**** Record excerpts
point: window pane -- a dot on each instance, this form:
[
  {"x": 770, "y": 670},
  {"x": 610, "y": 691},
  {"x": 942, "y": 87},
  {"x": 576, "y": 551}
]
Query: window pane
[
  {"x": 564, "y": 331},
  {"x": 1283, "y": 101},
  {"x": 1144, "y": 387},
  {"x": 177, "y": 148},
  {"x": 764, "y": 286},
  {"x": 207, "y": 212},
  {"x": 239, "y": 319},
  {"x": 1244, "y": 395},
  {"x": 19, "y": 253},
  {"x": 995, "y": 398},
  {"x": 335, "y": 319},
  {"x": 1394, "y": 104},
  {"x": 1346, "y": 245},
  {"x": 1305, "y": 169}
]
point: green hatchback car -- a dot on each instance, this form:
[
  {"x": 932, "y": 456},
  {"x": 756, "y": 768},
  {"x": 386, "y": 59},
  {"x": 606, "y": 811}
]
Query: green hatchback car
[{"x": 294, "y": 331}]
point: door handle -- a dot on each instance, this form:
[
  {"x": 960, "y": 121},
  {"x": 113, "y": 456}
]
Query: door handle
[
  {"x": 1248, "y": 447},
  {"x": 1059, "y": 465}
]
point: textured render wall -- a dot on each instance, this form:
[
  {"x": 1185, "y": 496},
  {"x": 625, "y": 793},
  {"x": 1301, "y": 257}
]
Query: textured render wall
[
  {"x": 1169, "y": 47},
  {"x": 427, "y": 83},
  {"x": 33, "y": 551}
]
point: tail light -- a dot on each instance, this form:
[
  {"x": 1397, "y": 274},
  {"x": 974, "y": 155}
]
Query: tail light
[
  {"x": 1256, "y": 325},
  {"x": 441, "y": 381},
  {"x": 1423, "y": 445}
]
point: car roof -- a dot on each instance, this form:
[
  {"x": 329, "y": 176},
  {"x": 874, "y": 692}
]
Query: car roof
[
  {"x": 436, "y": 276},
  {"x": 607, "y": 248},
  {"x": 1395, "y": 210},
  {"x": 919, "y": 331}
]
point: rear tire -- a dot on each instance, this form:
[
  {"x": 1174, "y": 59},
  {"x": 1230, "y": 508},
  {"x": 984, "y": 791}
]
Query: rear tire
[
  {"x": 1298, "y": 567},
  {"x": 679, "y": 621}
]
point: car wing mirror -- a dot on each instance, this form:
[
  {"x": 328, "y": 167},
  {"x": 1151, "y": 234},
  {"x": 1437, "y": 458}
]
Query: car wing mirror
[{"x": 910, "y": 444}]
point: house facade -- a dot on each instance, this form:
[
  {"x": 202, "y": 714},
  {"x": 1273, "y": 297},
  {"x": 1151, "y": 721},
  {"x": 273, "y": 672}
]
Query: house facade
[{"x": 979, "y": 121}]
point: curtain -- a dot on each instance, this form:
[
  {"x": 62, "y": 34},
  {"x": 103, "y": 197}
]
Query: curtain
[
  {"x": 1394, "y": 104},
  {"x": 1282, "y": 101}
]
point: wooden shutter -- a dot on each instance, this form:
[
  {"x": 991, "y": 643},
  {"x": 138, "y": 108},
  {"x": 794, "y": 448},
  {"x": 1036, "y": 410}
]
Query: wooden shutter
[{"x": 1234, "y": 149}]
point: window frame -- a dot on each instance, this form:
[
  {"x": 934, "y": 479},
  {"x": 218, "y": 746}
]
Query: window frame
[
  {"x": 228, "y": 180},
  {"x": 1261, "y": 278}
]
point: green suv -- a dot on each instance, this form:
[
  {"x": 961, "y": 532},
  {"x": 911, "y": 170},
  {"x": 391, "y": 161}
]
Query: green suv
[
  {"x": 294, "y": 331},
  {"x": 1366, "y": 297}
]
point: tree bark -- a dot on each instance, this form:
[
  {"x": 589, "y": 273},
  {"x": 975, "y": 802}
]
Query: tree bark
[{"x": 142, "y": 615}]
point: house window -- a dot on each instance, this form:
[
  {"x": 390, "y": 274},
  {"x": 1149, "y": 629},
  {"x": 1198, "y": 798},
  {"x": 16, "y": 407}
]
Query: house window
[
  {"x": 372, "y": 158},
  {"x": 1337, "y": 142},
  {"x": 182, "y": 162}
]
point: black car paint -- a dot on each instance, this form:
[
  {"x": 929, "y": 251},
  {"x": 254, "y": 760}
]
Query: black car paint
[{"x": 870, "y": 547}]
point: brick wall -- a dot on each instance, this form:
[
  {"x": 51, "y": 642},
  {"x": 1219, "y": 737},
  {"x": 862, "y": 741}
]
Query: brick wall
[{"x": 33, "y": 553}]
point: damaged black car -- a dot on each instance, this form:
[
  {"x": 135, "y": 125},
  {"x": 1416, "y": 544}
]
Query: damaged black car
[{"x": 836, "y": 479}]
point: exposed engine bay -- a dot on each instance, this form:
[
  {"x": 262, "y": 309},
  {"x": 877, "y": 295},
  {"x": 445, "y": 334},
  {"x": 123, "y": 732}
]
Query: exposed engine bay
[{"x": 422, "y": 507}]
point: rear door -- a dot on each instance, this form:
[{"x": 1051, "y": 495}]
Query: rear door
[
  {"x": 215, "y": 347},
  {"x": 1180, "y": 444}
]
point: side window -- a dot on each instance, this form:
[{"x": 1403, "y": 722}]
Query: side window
********
■ Given task ■
Reproduce only the lines between the line containing "point: brick wall" and the last line of the records, those two lines included, exactly.

■ Solution to the problem ■
point: brick wall -- a dot on each instance, this form:
[
  {"x": 51, "y": 642},
  {"x": 1219, "y": 737},
  {"x": 862, "y": 741}
]
Query: brick wall
[{"x": 33, "y": 553}]
point: damaged black car -- a dot on each instance, this form:
[
  {"x": 135, "y": 125},
  {"x": 1416, "y": 544}
]
Query: damaged black car
[{"x": 836, "y": 479}]
point: exposed engine bay -- a dot on each instance, this form:
[
  {"x": 262, "y": 309},
  {"x": 877, "y": 295},
  {"x": 445, "y": 334},
  {"x": 123, "y": 732}
]
Query: exposed engine bay
[{"x": 422, "y": 507}]
point: rear door -- a dot on each instance, this form:
[{"x": 1051, "y": 495}]
Query: rear door
[
  {"x": 215, "y": 347},
  {"x": 1180, "y": 444}
]
point: side window -- a dot on each instance, this form:
[{"x": 1403, "y": 722}]
Query: side window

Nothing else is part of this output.